Text shown »
----------------------------------------

A 2006 by-election for the Moray constituency in the Scottish Parliament was held on 27 April 2006 following the death of the Scottish National Party (SNP) Member of the Scottish Parliament (MSP) Margaret Ewing on 21 March 2006, from breast cancer. The seat was successfully defended by the SNP's Richard Lochhead, increasing the majority over the Scottish Conservative Party by 1073 votes.

Margaret Ewing had held the Holyrood seat since its creation in 1999, having previously represented the Moray constituency as a Westminster Member of Parliament (MP) since the 1987 United Kingdom general election. She had already announced that she would not be contesting the seat in the 2007 Scottish Parliament election.

==Result==

Moray by-election 2006
| Party |  | Candidate | Votes | % | ±% |
|---|---|---|---|---|---|
|  | SNP | Richard Lochhead | 12,653 | 46.15 | +3.95 |
|  | Conservative | Mary Scanlon | 6,268 | 22.86 | +0.35 |
|  | Liberal Democrats | Linda Gorn | 5,310 | 19.37 | +7.20 |
|  | Labour | Sandy Keith | 2,696 | 9.83 | −9.28 |
|  | NHS First Party | Melville Brown | 493 | 1.80 | New |
| Majority |  |  | 6,385 | 23.29 | +3.6 |
| Turnout |  |  | 27,420 | 45.7 | −0.6 |
|  | SNP hold |  | Swing | +1.8 |  |

===Notes on candidates===
Richard Lochhead defended the seat for the Scottish National Party. An additional-member MSP for the North East Scotland electoral region since 1999, he had already been selected to contest the seat for the SNP at the 2007 Scottish Parliament election, beating the incumbent's sister-in-law, former MP Annabelle Ewing. He resigned his list seat to stand in the by-election.

----------------------------------------

Supplied material »
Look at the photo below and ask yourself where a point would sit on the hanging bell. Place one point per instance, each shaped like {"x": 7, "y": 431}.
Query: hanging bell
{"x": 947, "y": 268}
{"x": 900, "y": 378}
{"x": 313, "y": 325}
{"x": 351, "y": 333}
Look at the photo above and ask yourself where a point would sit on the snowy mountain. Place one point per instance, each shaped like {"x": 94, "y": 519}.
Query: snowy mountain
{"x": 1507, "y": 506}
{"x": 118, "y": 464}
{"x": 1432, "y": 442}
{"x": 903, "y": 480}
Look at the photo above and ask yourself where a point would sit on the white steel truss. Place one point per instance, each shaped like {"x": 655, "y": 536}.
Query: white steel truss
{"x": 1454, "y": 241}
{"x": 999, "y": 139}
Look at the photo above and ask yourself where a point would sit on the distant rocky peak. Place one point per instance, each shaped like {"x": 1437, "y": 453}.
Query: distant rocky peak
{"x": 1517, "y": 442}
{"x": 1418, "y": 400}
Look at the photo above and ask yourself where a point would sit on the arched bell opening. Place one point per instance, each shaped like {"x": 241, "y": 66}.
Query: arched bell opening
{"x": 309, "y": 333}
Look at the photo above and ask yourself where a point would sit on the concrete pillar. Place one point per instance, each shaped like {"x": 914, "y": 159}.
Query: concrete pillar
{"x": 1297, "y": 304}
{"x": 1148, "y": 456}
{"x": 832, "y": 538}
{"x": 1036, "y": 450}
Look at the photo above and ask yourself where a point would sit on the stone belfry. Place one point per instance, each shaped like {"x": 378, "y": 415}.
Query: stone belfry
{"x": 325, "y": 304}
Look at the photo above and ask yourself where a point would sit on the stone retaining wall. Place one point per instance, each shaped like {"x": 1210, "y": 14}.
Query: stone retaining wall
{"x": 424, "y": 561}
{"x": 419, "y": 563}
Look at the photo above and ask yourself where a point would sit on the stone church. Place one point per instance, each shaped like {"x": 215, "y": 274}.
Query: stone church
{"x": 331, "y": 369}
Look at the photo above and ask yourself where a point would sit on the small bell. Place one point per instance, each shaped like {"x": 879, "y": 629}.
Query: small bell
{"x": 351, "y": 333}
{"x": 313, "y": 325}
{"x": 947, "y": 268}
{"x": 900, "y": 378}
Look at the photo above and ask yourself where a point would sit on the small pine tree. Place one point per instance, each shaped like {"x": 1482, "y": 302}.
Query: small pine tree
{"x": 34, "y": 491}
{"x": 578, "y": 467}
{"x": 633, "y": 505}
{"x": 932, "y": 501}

----------------------------------------

What you need to do »
Retype the full text on the 2006 Moray by-election, word for word, including its result table.

Written answer »
A 2006 by-election for the Moray constituency in the Scottish Parliament was held on 27 April 2006 following the death of the Scottish National Party (SNP) Member of the Scottish Parliament (MSP) Margaret Ewing on 21 March 2006, from breast cancer. The seat was successfully defended by the SNP's Richard Lochhead, increasing the majority over the Scottish Conservative Party by 1073 votes.

Margaret Ewing had held the Holyrood seat since its creation in 1999, having previously represented the Moray constituency as a Westminster Member of Parliament (MP) since the 1987 United Kingdom general election. She had already announced that she would not be contesting the seat in the 2007 Scottish Parliament election.

==Result==

Moray by-election 2006
| Party |  | Candidate | Votes | % | ±% |
|---|---|---|---|---|---|
|  | SNP | Richard Lochhead | 12,653 | 46.15 | +3.95 |
|  | Conservative | Mary Scanlon | 6,268 | 22.86 | +0.35 |
|  | Liberal Democrats | Linda Gorn | 5,310 | 19.37 | +7.20 |
|  | Labour | Sandy Keith | 2,696 | 9.83 | −9.28 |
|  | NHS First Party | Melville Brown | 493 | 1.80 | New |
| Majority |  |  | 6,385 | 23.29 | +3.6 |
| Turnout |  |  | 27,420 | 45.7 | −0.6 |
|  | SNP hold |  | Swing | +1.8 |  |

===Notes on candidates===
Richard Lochhead defended the seat for the Scottish National Party. An additional-member MSP for the North East Scotland electoral region since 1999, he had already been selected to contest the seat for the SNP at the 2007 Scottish Parliament election, beating the incumbent's sister-in-law, former MP Annabelle Ewing. He resigned his list seat to stand in the by-election.